▸ **Gegebener Textauszug**:
Ein Nachfolger wär auch mal toll
Also dafür dass Star Wars Lizenz jetzt nicht grade für Zurückhaltende Zweitverwertung bekannt ist und so strange Sachen wie Lichtschwerteressstäbchen oder auch Pokerchips hervorgebracht hat, so Lax sind die dann bei der Umsetzung von Nachfolger ihrer Video-Spiele
Ich mein, wie viele Jahre musste man jetzt auf die weitererzählung von KotOR warten? Das waren jetzt auch wieder Knapp 7 Jahre und dann war´s auch nur ein Buch
Genauso ein neues Jedi Knight, Battlefront oder auch Empire at War lassen schon auf sich warten
Auf der einen Seite ist das zwar gut, das nicht so Cod-NFS-Mäßig die Teile Schnellfeuermäßig rausgebombt werden, aber so nach 3 Jahren einen Nachfolger wär halt schon ganz nett


----------



## gammelbude (9. Januar 2012)

Mein Lieblingsspiel. Aller Zeiten.
TIE Fighter war zwar etwas besser aber zu X-Wing hat mein Vater mir damals einen Soundblaster geschenkt. Das war so episch das erste mal das Intro Video mit Sound zu sehen


----------



## heinz-otto (9. Januar 2012)

▸ **Gegebene Auflistung**:

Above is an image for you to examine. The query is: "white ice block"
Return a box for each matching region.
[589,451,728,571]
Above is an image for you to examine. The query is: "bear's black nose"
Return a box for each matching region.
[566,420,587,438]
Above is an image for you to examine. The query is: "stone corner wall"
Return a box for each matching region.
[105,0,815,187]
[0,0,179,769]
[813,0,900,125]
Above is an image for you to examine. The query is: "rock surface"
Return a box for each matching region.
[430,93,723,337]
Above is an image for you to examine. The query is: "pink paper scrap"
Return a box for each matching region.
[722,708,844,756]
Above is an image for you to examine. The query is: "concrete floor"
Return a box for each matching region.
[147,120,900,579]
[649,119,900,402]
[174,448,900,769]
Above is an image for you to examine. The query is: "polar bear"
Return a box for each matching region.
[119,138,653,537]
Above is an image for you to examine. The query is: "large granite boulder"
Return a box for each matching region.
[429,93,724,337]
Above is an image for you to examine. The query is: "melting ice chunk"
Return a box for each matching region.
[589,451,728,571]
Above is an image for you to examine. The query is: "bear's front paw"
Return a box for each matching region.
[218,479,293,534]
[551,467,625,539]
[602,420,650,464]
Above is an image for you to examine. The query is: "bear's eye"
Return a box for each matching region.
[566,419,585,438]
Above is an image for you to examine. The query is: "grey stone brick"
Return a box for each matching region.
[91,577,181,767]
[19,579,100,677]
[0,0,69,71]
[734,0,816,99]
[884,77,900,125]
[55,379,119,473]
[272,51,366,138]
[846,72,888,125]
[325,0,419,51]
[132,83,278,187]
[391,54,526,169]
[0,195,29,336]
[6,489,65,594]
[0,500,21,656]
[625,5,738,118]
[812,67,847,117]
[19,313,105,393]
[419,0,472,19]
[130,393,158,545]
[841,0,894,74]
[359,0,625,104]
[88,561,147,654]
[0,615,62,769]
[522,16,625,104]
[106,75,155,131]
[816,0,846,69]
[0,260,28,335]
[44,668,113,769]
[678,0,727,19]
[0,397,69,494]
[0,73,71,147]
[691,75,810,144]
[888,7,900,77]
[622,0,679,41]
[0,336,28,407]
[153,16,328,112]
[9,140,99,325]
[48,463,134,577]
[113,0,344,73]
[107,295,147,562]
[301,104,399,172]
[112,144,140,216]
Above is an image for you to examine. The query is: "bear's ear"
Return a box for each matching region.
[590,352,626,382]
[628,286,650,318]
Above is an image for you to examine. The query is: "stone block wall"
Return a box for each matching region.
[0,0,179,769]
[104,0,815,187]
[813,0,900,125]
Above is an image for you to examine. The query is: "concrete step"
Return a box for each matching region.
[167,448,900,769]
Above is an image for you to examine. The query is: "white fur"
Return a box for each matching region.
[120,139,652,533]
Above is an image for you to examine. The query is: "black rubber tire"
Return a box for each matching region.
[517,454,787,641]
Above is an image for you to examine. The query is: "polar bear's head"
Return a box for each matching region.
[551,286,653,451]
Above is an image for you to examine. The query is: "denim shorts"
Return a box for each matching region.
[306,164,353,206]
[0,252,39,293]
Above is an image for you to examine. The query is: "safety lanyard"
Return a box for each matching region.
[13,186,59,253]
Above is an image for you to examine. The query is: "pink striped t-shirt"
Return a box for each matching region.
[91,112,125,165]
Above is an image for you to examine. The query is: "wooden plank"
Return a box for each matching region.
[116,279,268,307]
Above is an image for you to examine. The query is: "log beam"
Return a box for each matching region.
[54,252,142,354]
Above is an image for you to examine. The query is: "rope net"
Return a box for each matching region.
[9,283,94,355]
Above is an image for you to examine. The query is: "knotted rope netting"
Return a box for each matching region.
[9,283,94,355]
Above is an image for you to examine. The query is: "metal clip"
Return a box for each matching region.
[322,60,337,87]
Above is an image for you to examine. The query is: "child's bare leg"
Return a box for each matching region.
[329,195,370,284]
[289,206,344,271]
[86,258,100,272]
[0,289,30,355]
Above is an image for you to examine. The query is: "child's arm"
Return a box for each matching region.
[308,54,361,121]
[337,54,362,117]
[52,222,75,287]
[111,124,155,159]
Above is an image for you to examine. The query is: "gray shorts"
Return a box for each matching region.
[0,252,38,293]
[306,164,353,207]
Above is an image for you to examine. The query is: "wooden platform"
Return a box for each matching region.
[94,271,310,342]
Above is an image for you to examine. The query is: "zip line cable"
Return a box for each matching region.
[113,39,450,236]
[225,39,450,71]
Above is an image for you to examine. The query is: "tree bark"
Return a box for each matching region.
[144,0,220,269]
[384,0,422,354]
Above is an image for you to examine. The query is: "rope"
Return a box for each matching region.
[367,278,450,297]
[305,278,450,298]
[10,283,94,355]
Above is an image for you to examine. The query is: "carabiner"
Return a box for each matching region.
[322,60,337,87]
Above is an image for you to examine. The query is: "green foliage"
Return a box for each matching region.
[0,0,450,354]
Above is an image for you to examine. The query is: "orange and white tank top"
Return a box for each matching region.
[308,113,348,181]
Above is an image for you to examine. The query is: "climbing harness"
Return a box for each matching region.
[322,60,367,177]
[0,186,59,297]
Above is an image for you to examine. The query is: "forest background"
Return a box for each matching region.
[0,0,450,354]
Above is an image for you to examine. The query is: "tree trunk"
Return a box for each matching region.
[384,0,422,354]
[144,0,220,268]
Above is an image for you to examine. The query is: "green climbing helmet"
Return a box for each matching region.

▸ **Aufgaben**:
1 - Wie lange musste man laut dem Textauszug über Star-Wars-Spiele ungefähr auf die Weitererzählung von KotOR warten?
2 - Bearbeite die Auflistung vom Anfang bis einschließlich der Zeile mit "[566,419,585,438]", indem du dort "query" durch "search phrase" ersetzt. Gib nur diesen Abschnitt aus und lass alles andere darin unverändert.

▸ **Ergebnisse je Aufgabe**:
1 - Knapp 7 Jahre.

2 -
Above is an image for you to examine. The search phrase is: "white ice block"
Return a box for each matching region.
[589,451,728,571]
Above is an image for you to examine. The search phrase is: "bear's black nose"
Return a box for each matching region.
[566,420,587,438]
Above is an image for you to examine. The search phrase is: "stone corner wall"
Return a box for each matching region.
[105,0,815,187]
[0,0,179,769]
[813,0,900,125]
Above is an image for you to examine. The search phrase is: "rock surface"
Return a box for each matching region.
[430,93,723,337]
Above is an image for you to examine. The search phrase is: "pink paper scrap"
Return a box for each matching region.
[722,708,844,756]
Above is an image for you to examine. The search phrase is: "concrete floor"
Return a box for each matching region.
[147,120,900,579]
[649,119,900,402]
[174,448,900,769]
Above is an image for you to examine. The search phrase is: "polar bear"
Return a box for each matching region.
[119,138,653,537]
Above is an image for you to examine. The search phrase is: "large granite boulder"
Return a box for each matching region.
[429,93,724,337]
Above is an image for you to examine. The search phrase is: "melting ice chunk"
Return a box for each matching region.
[589,451,728,571]
Above is an image for you to examine. The search phrase is: "bear's front paw"
Return a box for each matching region.
[218,479,293,534]
[551,467,625,539]
[602,420,650,464]
Above is an image for you to examine. The search phrase is: "bear's eye"
Return a box for each matching region.
[566,419,585,438]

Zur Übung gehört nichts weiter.